### Task to complete
What this exercise calls for is an exact copy of the data.

### Exercise material
--
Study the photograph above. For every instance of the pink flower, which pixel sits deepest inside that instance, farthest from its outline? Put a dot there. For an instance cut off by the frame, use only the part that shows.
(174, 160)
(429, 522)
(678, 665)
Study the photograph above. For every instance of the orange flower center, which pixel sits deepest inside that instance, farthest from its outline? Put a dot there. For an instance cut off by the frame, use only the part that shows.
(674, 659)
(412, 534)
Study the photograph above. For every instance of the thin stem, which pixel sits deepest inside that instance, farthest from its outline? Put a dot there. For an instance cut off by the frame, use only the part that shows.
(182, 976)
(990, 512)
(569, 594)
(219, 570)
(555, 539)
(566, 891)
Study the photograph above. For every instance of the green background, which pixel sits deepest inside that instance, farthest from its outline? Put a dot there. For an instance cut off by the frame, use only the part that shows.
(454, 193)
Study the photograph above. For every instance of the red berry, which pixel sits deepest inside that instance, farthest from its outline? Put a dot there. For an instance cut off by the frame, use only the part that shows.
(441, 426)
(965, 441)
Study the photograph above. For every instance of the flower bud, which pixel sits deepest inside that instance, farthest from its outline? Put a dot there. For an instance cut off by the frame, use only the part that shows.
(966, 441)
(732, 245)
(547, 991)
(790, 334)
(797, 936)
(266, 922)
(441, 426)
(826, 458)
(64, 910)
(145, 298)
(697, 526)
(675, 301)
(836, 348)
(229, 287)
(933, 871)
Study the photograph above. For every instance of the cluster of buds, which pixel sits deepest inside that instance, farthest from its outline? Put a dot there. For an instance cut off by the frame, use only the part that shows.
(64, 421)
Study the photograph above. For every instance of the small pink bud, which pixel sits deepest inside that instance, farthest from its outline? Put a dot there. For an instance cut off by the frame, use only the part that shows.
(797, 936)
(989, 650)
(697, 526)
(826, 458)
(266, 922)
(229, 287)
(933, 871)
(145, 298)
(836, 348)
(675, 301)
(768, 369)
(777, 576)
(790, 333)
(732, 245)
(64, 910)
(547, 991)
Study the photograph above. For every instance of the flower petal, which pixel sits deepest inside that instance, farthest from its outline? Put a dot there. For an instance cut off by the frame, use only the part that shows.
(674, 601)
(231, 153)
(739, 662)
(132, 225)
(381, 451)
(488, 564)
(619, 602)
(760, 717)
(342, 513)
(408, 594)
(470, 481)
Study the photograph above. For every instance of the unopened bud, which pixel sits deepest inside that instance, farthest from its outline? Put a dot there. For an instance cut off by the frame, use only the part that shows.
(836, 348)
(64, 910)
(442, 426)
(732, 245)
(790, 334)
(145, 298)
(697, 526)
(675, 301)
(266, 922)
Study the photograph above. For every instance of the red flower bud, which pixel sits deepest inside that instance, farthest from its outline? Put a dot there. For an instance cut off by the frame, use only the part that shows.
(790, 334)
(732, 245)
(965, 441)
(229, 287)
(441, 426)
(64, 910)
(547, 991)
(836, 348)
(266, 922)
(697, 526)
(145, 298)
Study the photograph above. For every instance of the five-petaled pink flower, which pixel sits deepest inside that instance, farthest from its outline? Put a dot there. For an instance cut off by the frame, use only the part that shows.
--
### Answer for the task
Study the photograph above. For every instance of the pink flower, which pixel sits deepest inside that instance, farthest from its outline? Put a dot there. For an instance cut off by the frame, use only the part that shows.
(174, 160)
(429, 522)
(678, 665)
Study the photograph above. For every instance of the orange flower center, which pixel sits deepest inside that instance, farthest from its outline? Put a dot there. For an instance cut off by the frame, use only the part that shows.
(674, 659)
(412, 534)
Study the photograph above. For every instance of the thin stem, which pixel sits deepest inside that instance, farthest from its outline? Put a dot there. For an instance cut off by the frame, use only the part that shows.
(182, 976)
(990, 512)
(569, 594)
(219, 570)
(555, 539)
(566, 891)
Study the photograph above. For every instance of the green background, which pixel sits deepest inside that instance, farthest from its outline? Put a dot there. For an instance cut off by the frame, use only the part that shows.
(454, 193)
Study the photograph above. For every instance of the red berry, which pixel sits deepest inside that instance, farthest from its outline? Put a dot there. For an instance cut off by the frame, use only the part that shows.
(441, 426)
(965, 441)
Study the photograph above. For every instance of the flower bud, which pixel sits deepest inside that instance, farthest from its outline? Put a dot there. For an instance cut off by the frame, use only the part that shows.
(966, 441)
(732, 245)
(547, 991)
(790, 334)
(797, 936)
(266, 922)
(441, 426)
(826, 458)
(64, 910)
(145, 298)
(697, 526)
(675, 301)
(836, 348)
(229, 287)
(933, 871)
Study the photograph above. For every instance of the cluster of buds, which pixel sits deepest inside that instance, farthest from its outline? Put a dot there. For an instance cut off by the frame, use only the part that shows.
(64, 421)
Study the photograph above. For every instance of the small pink bud, which pixel sits deepest inside that instance, farthest from its outline? Put a dot there. For an instance cut off by the frame, use only the part that shows.
(797, 936)
(989, 650)
(697, 526)
(826, 458)
(266, 922)
(229, 287)
(933, 871)
(145, 298)
(836, 348)
(675, 301)
(768, 369)
(777, 576)
(790, 333)
(732, 245)
(64, 910)
(547, 991)
Study the photograph above. For every instance of the flower petal, which pixel sits deepest inside that instance, farthest from its outline? Put a dot there. For an instance cut off by the frame, use only the part that shows.
(674, 601)
(231, 153)
(739, 662)
(132, 225)
(381, 451)
(488, 564)
(619, 602)
(760, 717)
(342, 513)
(408, 594)
(470, 481)
Study the photograph above. For every instance of the unopened bud, which pixel sits deepest inside that instance, farthest from its outline? Put a dot there. For an instance cut off by the frame, use only the part that shows.
(836, 348)
(64, 910)
(442, 426)
(732, 245)
(790, 334)
(145, 298)
(697, 526)
(675, 301)
(266, 922)
Study the photograph above. For every instance of the red flower bud, which pixel sits deepest inside that instance, farthest from its outline? Put a dot there. For an instance cut off by the frame, use only the part that shows.
(790, 334)
(732, 245)
(965, 441)
(229, 287)
(441, 426)
(64, 910)
(547, 991)
(836, 348)
(266, 922)
(697, 526)
(145, 298)
Study the photograph above. For every instance of the five-petaled pink flower, which pixel sits deepest inside that instance, farthest from its outline? Put a dot there. For an instance cut off by the frame, use only the part that shows.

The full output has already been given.